== Segment start ==
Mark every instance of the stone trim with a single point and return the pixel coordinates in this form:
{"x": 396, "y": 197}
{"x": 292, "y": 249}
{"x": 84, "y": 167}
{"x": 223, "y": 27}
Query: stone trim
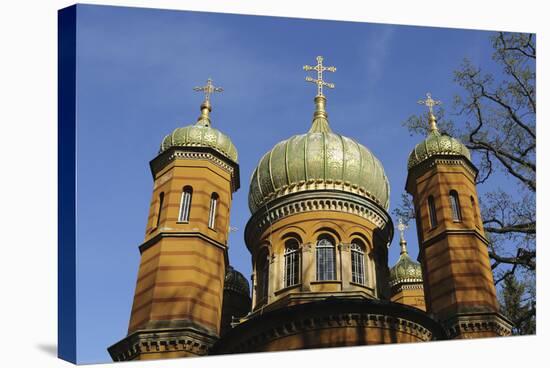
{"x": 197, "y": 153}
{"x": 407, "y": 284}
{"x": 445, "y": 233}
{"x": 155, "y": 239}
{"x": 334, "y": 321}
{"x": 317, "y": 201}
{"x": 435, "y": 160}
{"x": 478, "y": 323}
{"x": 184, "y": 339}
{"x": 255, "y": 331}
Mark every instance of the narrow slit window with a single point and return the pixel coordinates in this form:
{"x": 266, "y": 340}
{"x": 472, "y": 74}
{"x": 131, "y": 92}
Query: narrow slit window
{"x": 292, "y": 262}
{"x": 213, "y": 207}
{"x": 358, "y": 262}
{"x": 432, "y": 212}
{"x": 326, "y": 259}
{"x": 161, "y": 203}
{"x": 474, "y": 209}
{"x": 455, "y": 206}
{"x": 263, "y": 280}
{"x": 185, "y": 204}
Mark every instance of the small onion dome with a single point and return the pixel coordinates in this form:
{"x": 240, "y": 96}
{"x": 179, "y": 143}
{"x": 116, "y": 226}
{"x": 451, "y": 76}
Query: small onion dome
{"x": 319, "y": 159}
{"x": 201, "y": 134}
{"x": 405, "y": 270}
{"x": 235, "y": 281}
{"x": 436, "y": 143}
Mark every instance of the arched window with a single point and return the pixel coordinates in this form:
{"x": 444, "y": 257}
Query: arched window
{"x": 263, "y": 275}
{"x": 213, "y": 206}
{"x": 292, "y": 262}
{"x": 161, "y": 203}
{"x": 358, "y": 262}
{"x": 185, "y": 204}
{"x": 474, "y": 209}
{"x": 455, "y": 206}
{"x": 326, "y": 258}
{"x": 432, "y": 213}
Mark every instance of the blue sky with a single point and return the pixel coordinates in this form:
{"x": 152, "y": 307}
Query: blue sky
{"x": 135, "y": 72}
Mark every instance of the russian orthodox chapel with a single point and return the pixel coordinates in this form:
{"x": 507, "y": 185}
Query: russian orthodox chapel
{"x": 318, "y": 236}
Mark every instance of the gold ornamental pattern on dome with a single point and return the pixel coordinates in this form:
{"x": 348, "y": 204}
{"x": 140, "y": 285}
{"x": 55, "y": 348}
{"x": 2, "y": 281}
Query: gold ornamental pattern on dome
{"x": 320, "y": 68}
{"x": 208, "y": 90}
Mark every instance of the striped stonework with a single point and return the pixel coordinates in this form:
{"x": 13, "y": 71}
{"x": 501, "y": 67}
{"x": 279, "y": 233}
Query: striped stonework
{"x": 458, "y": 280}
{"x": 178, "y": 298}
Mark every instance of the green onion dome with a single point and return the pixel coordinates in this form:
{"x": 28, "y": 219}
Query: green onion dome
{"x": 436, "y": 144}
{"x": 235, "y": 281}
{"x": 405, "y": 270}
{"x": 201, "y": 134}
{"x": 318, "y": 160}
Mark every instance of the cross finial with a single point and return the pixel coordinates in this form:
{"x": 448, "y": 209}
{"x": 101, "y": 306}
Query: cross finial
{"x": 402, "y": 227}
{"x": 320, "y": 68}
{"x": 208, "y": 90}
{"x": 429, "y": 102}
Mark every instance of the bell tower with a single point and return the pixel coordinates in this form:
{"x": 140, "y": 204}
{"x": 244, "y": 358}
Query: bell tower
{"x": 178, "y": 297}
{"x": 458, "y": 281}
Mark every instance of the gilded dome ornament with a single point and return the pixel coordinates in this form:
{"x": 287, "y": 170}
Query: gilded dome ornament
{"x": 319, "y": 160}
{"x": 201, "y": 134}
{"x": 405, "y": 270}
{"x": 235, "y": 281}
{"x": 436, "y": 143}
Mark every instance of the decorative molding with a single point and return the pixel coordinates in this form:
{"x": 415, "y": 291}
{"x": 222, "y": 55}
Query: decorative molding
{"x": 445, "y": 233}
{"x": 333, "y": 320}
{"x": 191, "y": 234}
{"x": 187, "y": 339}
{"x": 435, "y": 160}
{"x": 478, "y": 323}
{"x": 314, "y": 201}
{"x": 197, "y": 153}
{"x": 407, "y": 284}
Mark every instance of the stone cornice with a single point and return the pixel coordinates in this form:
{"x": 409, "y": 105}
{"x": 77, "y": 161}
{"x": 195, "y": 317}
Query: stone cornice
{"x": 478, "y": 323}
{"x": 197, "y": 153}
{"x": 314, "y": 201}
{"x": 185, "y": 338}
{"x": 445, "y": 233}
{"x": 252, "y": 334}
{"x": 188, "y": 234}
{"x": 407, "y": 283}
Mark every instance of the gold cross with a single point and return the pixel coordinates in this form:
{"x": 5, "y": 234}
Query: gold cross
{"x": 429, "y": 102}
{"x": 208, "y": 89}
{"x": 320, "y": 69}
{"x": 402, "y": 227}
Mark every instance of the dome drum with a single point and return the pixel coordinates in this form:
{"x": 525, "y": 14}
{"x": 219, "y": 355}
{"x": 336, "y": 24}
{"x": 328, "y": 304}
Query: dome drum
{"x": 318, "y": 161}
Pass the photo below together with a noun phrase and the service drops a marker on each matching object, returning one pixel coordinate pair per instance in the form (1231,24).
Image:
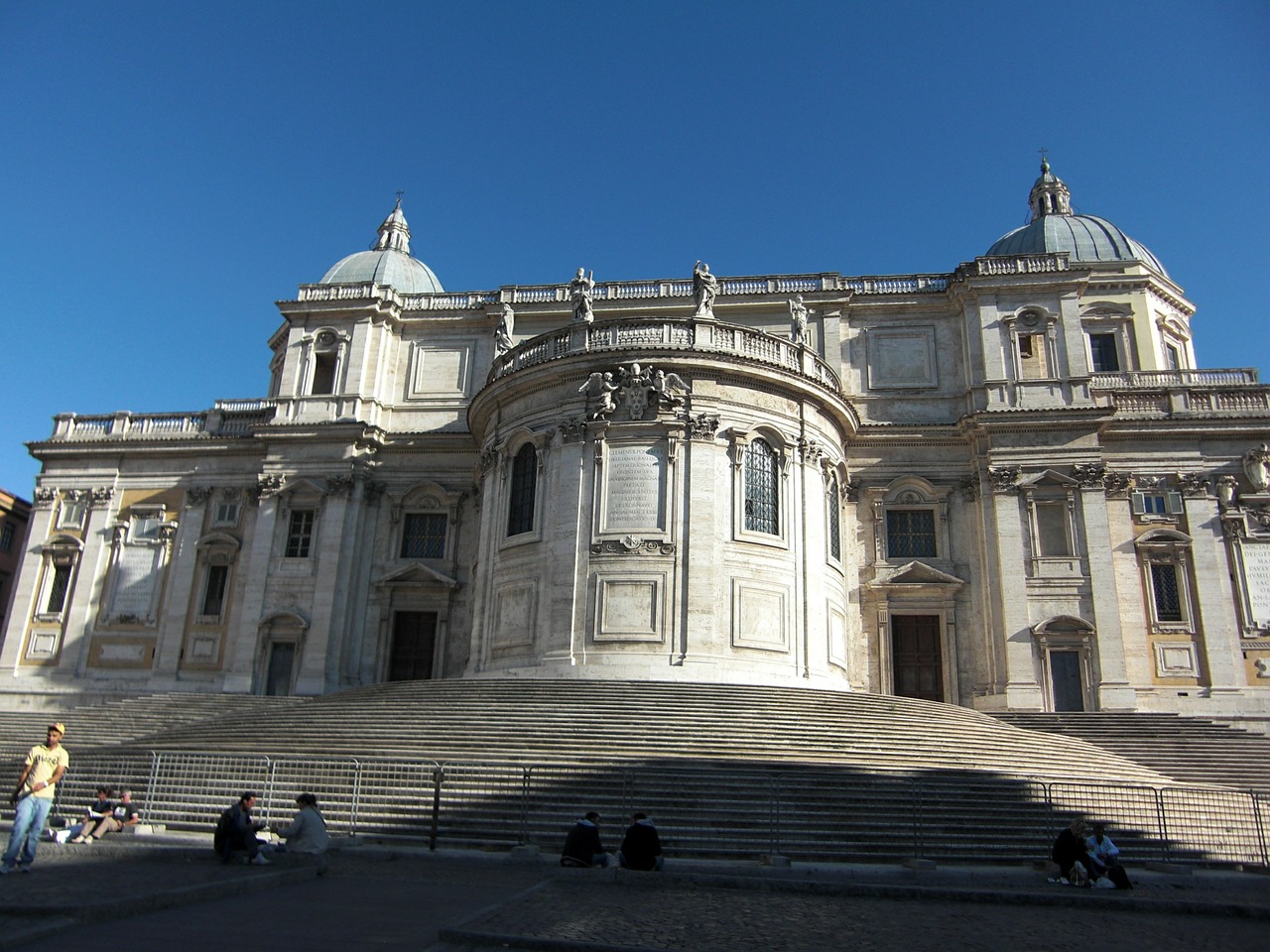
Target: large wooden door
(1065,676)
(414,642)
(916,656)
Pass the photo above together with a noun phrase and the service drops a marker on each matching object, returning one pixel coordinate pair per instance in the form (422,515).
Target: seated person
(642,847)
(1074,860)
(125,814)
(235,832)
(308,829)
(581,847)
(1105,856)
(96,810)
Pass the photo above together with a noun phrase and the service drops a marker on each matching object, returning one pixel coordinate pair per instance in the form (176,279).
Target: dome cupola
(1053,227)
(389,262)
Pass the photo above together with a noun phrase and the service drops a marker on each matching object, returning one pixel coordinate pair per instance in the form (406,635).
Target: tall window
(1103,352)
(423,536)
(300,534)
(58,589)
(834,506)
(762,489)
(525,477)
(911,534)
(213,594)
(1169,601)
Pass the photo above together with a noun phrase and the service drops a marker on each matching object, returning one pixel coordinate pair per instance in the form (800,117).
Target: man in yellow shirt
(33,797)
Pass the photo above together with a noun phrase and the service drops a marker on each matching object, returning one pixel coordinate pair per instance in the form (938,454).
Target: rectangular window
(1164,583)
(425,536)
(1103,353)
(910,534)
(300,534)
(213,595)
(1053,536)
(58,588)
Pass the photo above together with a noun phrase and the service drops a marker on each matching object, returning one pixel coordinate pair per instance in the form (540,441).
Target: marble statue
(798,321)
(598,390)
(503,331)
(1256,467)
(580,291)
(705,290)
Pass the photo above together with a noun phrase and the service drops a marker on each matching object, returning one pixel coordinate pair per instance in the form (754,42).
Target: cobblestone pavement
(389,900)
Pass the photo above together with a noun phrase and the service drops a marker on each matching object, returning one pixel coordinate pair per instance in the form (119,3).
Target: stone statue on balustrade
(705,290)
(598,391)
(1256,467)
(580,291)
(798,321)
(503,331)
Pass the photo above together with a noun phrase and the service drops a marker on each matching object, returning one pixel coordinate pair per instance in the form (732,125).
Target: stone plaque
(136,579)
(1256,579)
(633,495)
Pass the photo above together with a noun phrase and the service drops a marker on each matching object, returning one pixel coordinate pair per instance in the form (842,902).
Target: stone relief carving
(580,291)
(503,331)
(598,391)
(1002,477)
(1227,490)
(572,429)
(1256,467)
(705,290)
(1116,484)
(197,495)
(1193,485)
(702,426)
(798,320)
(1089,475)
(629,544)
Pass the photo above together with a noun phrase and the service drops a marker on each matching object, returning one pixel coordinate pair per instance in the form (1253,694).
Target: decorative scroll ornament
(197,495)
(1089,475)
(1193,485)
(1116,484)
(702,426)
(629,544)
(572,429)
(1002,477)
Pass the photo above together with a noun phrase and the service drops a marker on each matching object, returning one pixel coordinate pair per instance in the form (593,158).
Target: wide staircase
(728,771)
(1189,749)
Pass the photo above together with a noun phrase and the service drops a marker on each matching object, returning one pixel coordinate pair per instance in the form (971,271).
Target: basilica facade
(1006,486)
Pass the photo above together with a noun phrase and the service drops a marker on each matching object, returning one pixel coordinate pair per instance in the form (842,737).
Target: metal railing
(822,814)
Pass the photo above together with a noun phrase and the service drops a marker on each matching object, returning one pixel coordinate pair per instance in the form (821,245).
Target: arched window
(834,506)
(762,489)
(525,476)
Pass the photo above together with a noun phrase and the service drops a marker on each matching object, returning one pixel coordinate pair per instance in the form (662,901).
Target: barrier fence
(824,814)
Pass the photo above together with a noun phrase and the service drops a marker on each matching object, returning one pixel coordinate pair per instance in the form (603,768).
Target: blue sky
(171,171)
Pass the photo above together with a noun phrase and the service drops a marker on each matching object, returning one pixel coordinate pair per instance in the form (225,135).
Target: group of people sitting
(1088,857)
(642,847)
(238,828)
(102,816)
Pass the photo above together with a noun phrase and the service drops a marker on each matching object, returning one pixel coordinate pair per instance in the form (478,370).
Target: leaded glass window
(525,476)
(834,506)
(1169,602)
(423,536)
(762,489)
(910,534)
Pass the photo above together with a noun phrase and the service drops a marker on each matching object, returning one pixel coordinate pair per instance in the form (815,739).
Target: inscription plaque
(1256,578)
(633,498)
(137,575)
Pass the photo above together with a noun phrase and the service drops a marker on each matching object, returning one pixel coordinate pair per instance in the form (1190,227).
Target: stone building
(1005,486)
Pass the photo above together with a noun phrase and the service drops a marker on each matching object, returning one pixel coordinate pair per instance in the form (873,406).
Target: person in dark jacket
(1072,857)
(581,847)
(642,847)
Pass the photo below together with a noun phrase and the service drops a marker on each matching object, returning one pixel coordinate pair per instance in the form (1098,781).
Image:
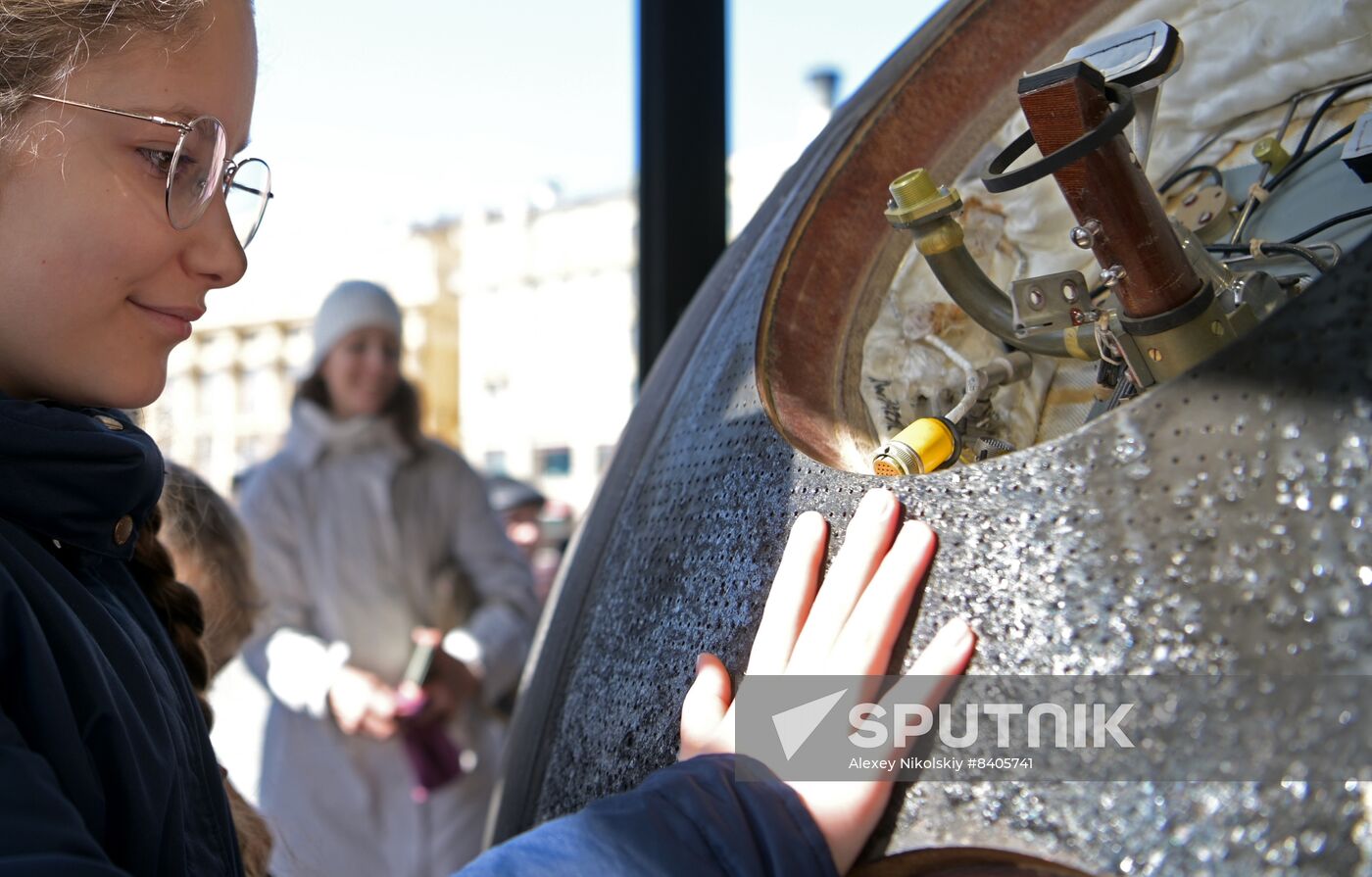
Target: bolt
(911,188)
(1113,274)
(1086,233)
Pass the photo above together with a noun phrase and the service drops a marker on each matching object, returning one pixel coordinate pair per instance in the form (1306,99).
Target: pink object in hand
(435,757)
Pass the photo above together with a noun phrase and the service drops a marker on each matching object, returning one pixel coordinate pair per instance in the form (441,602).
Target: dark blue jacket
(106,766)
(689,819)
== Segment end ==
What you need to do
Please copy out every line in the listing that has the string "below".

Written answer
Pass the photo below together with a noun phrase and the service drops a marker on each matching object, returning one pixel coordinate pair per instance in the form (1231,24).
Pass the photo below together with a noun phrase and the service drops a marker on each matching object, returning one pixel coordinate pair per instance in the form (1098,781).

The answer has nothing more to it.